#### Data for this task:
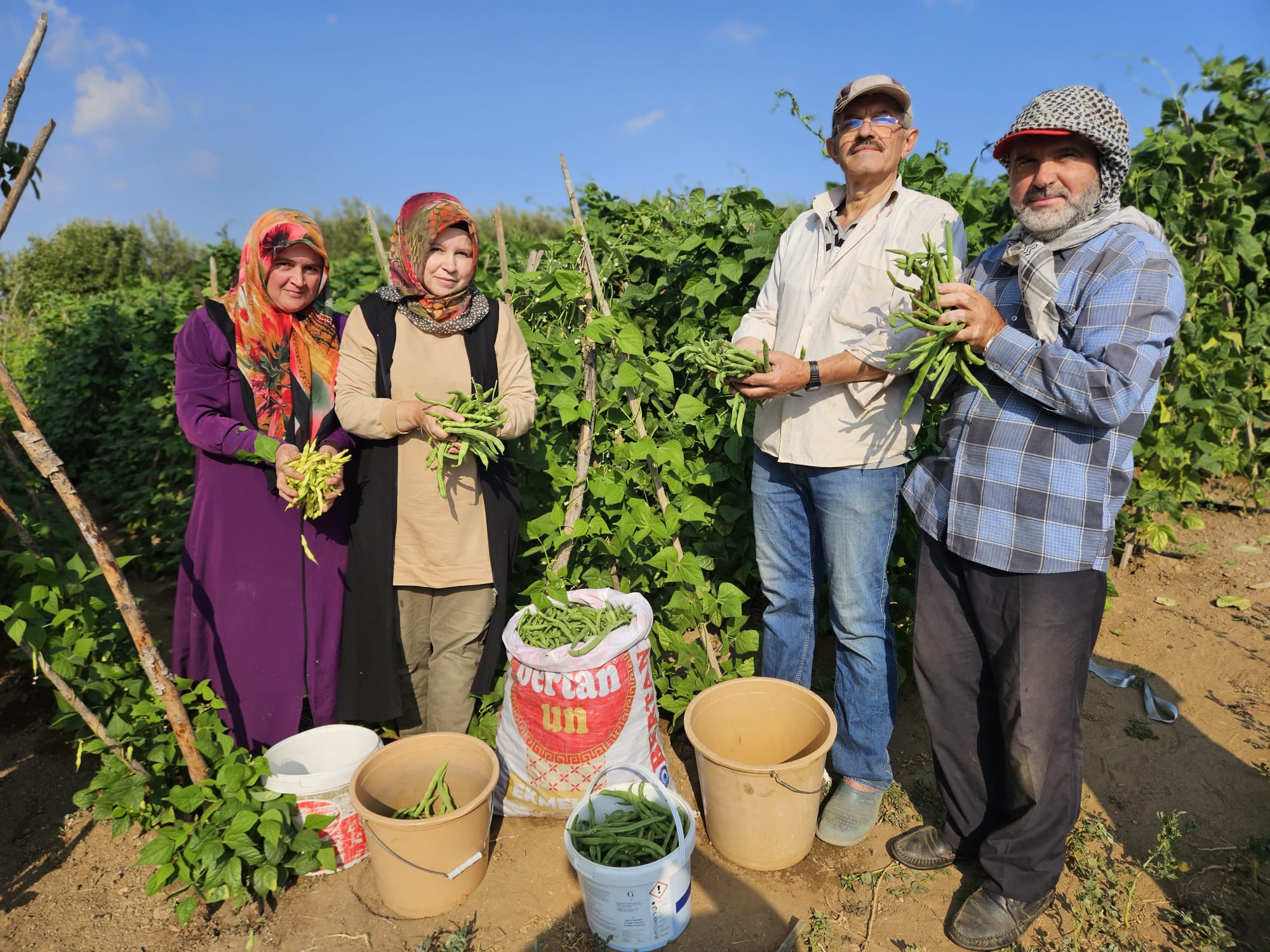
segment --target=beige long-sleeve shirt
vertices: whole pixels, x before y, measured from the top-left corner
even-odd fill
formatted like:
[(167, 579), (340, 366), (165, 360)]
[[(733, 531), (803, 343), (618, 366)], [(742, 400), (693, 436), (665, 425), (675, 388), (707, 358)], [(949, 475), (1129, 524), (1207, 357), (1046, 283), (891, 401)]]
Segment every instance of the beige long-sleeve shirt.
[[(921, 331), (893, 329), (892, 311), (908, 311), (908, 294), (895, 288), (886, 269), (895, 255), (888, 248), (922, 250), (922, 235), (939, 249), (952, 223), (956, 270), (965, 261), (965, 228), (947, 202), (912, 192), (897, 178), (878, 206), (841, 234), (834, 245), (829, 217), (846, 187), (815, 197), (781, 235), (772, 270), (733, 340), (761, 338), (773, 350), (823, 360), (843, 350), (864, 363), (886, 368), (886, 354), (908, 347)], [(826, 248), (828, 245), (828, 248)], [(898, 272), (897, 272), (898, 273)], [(917, 284), (916, 278), (903, 278)], [(900, 466), (922, 423), (922, 401), (900, 419), (912, 377), (888, 373), (880, 380), (826, 385), (766, 401), (754, 414), (754, 443), (781, 462), (804, 466)], [(893, 386), (894, 385), (894, 386)], [(340, 418), (343, 419), (343, 416)]]
[[(537, 392), (525, 335), (516, 315), (502, 303), (494, 354), (498, 388), (507, 410), (507, 423), (495, 435), (504, 440), (513, 439), (533, 423)], [(493, 575), (475, 458), (469, 454), (460, 466), (446, 467), (447, 498), (442, 499), (437, 491), (437, 471), (427, 462), (431, 452), (428, 438), (419, 430), (400, 433), (396, 424), (398, 402), (414, 400), (415, 393), (444, 401), (450, 397), (447, 391), (471, 392), (471, 367), (462, 335), (428, 334), (399, 311), (391, 399), (375, 396), (377, 355), (362, 308), (354, 307), (339, 347), (335, 413), (344, 429), (357, 437), (398, 439), (392, 584), (423, 588), (488, 585)]]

#### Stated exercise:
Reproduce every line of the records above verbatim, omitting the pictures.

#### Correct result:
segment --target=beige long-sleeve shirt
vertices: whole pixels, x before y, measured from the top-left corner
even-odd fill
formatted like:
[(167, 579), (340, 366), (165, 360)]
[[(733, 531), (803, 343), (618, 366)], [(742, 400), (693, 436), (665, 425), (675, 388), (707, 358)], [(949, 475), (1129, 524), (1207, 357), (1046, 283), (891, 401)]]
Segment every instance of the beige long-sleeve shirt.
[[(921, 331), (893, 329), (892, 311), (908, 311), (908, 294), (895, 288), (886, 269), (895, 255), (888, 248), (922, 250), (922, 235), (939, 249), (952, 223), (956, 270), (965, 261), (965, 228), (947, 202), (912, 192), (897, 178), (878, 206), (841, 234), (834, 245), (829, 217), (846, 187), (815, 197), (781, 235), (772, 270), (733, 340), (761, 338), (773, 350), (823, 360), (843, 350), (864, 363), (886, 368), (886, 354), (908, 347)], [(826, 248), (828, 245), (828, 248)], [(898, 272), (897, 272), (898, 273)], [(917, 284), (916, 278), (903, 278)], [(900, 466), (922, 423), (922, 401), (900, 419), (912, 377), (888, 373), (880, 380), (826, 385), (766, 401), (754, 414), (754, 443), (781, 462), (804, 466)], [(893, 386), (894, 385), (894, 386)], [(340, 418), (343, 419), (343, 416)]]
[[(537, 392), (525, 335), (516, 315), (502, 303), (494, 354), (498, 388), (507, 410), (507, 423), (495, 435), (504, 440), (513, 439), (533, 423)], [(493, 575), (475, 458), (469, 454), (460, 466), (446, 467), (447, 498), (442, 499), (437, 491), (437, 471), (427, 462), (431, 452), (428, 438), (419, 430), (400, 433), (396, 424), (398, 402), (414, 400), (415, 393), (444, 401), (450, 397), (447, 391), (471, 392), (471, 367), (462, 335), (428, 334), (399, 311), (391, 399), (375, 396), (377, 355), (362, 308), (354, 307), (339, 347), (335, 413), (344, 429), (357, 437), (398, 439), (392, 584), (423, 588), (488, 585)]]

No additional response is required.